## [本文]
━━━━━━━━

ノムラの通貨ストラテジスト宮入氏は、「市場はドルショート(ドル売り)が主流だが、明るいニュースがあればドルは急速に買われる可能性がある」と指摘しています。今後の米経済指標や貿易協議の進展が、為替市場の動向を左右するでしょう。

まとめ

✅ 米失業保険申請が増加し、ドルが軟調に推移

✅ ECBが利下げの終盤を示唆、ユーロが対ドルで上昇

✅ 米中貿易協議の継続合意で円安傾向

✅ 今後の経済指標や貿易ニュース次第でドルの変動リスクあり

✅ 暗号資産ビットコインは約2.5%安で推移

原油は米中関係改善期待で反発、金は下落

原油相場の動き

原油先物相場は反発しました。これは米中貿易戦争に緩和の兆しが見えたことが主な要因となっています。

━━━━━━━━

## [提供資料]

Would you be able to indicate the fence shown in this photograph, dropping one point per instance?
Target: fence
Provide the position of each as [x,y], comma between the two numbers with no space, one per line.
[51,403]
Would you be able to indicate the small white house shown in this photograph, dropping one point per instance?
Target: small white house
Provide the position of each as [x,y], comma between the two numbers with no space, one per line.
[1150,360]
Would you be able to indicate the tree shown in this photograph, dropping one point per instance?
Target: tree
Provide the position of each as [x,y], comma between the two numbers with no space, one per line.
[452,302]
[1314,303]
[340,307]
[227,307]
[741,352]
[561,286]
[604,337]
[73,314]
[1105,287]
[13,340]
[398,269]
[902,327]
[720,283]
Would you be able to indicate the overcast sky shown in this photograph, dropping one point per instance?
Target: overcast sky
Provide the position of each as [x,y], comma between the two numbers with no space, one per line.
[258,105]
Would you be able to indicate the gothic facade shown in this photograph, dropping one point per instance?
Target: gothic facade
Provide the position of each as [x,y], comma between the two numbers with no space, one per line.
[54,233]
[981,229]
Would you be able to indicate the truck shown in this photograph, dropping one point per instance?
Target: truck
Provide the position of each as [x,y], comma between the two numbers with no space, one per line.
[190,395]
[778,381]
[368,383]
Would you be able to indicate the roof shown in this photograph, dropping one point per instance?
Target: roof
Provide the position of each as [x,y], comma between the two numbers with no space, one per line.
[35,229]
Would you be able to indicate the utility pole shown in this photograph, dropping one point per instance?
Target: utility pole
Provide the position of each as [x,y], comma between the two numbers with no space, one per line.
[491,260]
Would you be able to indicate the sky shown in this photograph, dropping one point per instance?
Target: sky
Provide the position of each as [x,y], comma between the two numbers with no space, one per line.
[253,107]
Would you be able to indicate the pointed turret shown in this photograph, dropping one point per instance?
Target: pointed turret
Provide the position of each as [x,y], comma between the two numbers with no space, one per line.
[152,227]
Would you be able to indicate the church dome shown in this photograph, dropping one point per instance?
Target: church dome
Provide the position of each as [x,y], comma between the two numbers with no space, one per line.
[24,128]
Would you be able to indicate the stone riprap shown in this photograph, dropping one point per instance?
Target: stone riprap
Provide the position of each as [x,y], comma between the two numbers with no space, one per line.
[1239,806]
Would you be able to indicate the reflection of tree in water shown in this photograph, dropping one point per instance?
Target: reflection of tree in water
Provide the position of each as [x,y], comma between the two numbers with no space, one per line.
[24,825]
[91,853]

━━━━━━━━

## [課題指示]
本文において、原油先物相場が反発した主な要因は何とされていますか。 解答は本文の記述のみに基づいて行ってください。

## [本問の解答]
米中貿易戦争に緩和の兆しが見えたことです。